**Stated task:**
Pick out every row below that contains the string "wooden", and copy each such row in full.

::: Data lines :::

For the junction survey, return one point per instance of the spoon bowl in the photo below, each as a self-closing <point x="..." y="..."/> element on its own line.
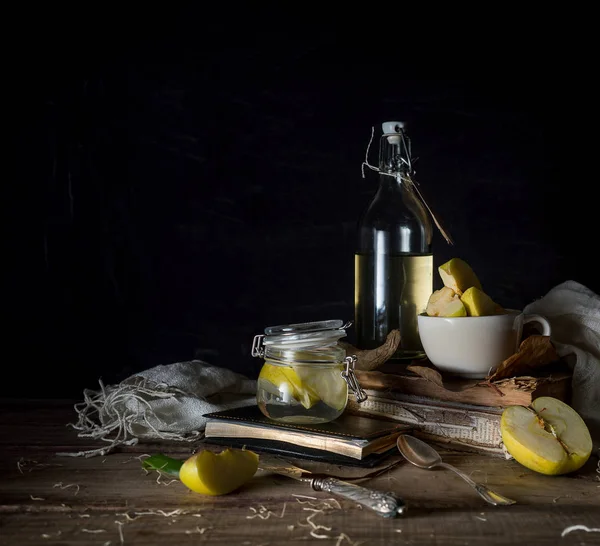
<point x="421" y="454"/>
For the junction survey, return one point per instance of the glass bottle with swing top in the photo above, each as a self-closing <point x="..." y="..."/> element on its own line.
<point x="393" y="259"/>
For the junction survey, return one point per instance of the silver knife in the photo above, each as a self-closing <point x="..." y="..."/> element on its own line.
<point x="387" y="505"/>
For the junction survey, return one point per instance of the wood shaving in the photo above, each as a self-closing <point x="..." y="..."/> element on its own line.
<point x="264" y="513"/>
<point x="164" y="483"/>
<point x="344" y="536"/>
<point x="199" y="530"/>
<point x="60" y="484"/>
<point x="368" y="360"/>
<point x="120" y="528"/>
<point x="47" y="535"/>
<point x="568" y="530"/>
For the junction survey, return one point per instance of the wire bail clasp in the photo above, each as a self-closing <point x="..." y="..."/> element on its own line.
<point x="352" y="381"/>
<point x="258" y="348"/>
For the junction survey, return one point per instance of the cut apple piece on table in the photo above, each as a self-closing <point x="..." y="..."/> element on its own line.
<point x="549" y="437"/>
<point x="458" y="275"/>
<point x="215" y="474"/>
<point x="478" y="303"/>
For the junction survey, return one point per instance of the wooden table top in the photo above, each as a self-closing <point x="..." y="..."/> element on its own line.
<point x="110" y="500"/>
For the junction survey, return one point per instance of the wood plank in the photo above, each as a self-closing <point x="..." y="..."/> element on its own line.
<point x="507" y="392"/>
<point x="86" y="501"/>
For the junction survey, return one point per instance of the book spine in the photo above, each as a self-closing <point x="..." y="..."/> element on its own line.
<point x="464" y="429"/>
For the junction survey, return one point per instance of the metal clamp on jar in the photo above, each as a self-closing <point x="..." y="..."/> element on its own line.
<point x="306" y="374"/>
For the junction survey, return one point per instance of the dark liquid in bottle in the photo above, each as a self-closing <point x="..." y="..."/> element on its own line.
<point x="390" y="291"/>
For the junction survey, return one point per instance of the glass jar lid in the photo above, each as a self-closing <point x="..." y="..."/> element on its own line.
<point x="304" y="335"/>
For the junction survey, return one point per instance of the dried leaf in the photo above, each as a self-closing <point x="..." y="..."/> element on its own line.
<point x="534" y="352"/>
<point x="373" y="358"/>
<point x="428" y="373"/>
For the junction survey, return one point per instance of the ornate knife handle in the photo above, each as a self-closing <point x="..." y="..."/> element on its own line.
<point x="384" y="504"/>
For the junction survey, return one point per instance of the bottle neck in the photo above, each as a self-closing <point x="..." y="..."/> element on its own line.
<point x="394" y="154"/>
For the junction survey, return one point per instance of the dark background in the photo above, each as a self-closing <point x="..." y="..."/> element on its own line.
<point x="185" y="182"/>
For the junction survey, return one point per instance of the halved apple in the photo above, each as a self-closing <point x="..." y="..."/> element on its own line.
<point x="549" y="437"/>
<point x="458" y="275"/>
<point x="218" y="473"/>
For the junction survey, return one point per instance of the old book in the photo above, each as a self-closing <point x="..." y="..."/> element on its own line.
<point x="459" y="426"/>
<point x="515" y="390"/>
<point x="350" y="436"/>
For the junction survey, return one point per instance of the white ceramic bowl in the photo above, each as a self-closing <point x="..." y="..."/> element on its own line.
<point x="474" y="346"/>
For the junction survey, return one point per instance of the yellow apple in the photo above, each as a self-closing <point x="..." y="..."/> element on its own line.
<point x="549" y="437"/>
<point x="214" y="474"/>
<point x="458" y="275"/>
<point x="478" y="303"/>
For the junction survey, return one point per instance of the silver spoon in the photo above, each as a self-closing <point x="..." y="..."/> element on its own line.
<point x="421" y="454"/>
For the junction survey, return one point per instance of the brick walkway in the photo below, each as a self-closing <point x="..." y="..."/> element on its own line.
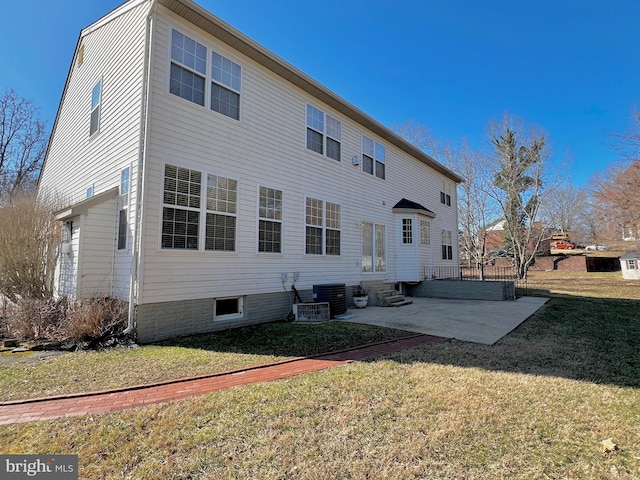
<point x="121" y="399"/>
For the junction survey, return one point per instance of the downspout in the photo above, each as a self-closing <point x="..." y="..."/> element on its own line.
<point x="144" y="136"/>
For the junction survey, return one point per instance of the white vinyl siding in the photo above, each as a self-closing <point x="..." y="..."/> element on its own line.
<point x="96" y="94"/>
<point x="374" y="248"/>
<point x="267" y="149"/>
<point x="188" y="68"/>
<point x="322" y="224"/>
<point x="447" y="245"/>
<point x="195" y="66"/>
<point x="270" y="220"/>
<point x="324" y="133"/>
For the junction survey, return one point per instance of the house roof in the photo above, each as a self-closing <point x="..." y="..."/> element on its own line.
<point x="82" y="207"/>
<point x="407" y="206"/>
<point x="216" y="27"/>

:::
::: Data lines :::

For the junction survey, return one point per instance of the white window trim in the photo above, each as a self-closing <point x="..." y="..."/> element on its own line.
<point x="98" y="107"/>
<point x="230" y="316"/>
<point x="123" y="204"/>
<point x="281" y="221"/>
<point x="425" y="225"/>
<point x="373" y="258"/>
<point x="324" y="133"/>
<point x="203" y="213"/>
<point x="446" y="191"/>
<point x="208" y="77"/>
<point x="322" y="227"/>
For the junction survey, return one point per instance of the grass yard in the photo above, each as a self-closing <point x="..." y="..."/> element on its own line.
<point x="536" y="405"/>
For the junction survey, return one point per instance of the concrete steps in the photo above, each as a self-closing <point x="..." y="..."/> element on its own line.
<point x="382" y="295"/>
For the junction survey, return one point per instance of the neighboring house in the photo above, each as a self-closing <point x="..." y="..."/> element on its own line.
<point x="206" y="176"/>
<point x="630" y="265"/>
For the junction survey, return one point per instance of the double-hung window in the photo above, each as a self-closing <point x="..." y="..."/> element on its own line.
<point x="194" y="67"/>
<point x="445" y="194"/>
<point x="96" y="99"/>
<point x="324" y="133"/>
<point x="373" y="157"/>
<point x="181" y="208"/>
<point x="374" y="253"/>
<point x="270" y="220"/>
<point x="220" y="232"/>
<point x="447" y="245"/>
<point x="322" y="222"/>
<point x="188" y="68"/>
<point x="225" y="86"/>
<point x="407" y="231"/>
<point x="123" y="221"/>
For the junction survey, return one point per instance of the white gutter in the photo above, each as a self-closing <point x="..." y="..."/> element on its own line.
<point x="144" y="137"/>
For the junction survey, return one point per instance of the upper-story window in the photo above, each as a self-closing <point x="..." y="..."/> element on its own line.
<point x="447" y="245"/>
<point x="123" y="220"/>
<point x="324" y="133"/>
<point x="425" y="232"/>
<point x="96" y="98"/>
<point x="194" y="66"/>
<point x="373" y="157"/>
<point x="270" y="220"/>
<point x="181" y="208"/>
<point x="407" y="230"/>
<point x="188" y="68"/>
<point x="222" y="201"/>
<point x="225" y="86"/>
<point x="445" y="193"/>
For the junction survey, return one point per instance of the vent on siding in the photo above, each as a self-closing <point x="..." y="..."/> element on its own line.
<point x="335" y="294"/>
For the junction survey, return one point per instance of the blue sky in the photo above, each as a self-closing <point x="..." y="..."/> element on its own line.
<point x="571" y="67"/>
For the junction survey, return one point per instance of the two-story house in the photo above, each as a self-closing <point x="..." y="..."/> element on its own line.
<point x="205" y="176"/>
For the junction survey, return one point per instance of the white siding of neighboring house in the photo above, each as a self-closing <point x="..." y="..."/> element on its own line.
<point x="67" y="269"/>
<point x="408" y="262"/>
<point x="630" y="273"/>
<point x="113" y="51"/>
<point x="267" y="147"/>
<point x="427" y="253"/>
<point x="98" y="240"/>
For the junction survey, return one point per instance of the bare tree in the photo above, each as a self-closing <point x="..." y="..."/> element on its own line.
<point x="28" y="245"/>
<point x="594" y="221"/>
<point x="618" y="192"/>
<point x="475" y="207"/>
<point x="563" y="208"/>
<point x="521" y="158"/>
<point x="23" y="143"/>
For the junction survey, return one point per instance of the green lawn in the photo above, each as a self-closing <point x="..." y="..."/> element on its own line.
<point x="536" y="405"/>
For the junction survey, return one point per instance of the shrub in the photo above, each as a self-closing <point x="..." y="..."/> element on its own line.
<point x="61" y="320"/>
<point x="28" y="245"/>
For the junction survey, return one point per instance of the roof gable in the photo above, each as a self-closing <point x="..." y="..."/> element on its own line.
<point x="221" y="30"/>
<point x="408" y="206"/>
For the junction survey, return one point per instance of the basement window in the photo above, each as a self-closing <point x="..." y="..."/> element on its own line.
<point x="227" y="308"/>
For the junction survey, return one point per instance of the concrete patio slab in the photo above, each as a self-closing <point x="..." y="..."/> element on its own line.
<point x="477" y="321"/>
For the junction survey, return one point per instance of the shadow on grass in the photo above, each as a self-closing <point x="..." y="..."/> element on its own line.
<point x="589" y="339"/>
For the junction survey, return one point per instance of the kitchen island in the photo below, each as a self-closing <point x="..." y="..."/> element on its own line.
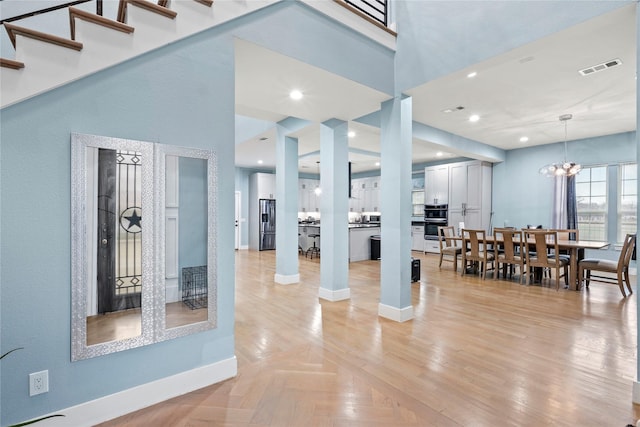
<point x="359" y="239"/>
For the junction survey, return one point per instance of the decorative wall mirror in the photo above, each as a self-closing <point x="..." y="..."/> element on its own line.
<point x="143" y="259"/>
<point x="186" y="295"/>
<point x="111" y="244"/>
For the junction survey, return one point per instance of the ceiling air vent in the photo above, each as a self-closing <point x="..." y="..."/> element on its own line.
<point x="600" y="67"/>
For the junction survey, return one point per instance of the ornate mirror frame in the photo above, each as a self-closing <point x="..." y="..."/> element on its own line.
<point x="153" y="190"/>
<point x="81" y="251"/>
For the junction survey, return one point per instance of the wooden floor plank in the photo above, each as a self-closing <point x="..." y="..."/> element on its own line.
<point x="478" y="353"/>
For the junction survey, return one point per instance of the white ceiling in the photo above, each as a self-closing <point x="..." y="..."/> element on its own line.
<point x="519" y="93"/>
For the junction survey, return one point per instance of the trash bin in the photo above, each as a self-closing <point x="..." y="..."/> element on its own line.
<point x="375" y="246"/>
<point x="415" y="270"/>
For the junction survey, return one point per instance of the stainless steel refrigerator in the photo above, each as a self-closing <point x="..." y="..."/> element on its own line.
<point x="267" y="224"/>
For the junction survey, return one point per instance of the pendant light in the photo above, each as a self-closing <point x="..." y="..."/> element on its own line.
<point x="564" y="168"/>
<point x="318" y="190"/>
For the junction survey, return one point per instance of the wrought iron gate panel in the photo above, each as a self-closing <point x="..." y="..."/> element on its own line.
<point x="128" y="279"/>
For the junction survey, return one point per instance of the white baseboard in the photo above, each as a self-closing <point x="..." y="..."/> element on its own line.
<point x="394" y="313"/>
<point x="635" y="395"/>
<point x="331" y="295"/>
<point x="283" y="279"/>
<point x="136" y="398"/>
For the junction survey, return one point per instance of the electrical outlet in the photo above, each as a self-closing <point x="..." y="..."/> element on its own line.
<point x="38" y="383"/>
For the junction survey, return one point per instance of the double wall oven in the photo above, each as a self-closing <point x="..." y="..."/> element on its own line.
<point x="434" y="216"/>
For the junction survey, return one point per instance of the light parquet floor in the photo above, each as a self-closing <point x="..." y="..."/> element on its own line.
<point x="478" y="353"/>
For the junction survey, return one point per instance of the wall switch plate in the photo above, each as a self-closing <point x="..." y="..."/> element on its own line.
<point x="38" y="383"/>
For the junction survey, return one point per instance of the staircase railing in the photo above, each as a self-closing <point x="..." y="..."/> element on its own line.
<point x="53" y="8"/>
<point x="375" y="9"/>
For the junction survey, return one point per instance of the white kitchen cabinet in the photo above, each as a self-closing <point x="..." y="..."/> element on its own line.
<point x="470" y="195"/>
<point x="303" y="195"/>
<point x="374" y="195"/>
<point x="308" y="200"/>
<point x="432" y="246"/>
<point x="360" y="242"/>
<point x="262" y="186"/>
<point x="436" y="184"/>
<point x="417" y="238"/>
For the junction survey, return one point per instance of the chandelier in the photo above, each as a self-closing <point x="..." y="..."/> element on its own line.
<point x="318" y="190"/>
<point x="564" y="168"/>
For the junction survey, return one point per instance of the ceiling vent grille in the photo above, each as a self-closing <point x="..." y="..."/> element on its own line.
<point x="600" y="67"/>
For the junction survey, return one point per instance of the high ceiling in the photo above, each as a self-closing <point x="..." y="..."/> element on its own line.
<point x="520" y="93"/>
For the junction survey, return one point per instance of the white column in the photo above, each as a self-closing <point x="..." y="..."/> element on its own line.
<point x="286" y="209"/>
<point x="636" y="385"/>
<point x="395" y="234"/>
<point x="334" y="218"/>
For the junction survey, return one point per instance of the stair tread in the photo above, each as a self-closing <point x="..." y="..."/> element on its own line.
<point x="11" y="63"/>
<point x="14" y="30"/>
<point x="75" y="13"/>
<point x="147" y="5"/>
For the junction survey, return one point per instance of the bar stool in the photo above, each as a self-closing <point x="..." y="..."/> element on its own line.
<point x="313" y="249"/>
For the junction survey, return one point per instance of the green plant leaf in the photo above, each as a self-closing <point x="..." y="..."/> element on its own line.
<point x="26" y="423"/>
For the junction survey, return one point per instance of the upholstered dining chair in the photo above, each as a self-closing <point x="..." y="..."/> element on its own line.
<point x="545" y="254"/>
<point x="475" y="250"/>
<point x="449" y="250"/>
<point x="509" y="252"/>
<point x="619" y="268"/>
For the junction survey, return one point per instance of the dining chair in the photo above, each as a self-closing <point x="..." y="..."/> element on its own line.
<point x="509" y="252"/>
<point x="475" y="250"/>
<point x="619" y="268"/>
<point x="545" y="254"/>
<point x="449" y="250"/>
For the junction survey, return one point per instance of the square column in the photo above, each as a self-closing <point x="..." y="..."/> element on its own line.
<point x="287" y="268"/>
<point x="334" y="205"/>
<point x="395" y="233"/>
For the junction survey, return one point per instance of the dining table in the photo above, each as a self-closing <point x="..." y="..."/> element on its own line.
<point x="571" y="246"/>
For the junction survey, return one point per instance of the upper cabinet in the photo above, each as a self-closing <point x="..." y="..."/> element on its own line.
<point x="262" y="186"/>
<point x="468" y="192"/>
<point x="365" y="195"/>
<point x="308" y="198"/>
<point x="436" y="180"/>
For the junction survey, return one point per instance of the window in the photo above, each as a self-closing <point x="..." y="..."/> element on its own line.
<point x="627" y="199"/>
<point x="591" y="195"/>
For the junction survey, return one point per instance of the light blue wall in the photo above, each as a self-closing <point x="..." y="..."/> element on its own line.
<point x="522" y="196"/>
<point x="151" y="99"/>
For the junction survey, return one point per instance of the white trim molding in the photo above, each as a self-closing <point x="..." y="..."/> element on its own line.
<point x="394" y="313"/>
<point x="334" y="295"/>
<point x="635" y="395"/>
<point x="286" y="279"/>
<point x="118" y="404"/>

:::

**Solution to this problem:**
For the junction survey, return one point per instance of the wooden table top in the photo above, each as a self-closing <point x="..." y="..."/> element on its own line.
For the junction survey, return one point per instance of the wooden floor plank in the photo above, each as a self-closing <point x="..." y="..."/> element on its own line.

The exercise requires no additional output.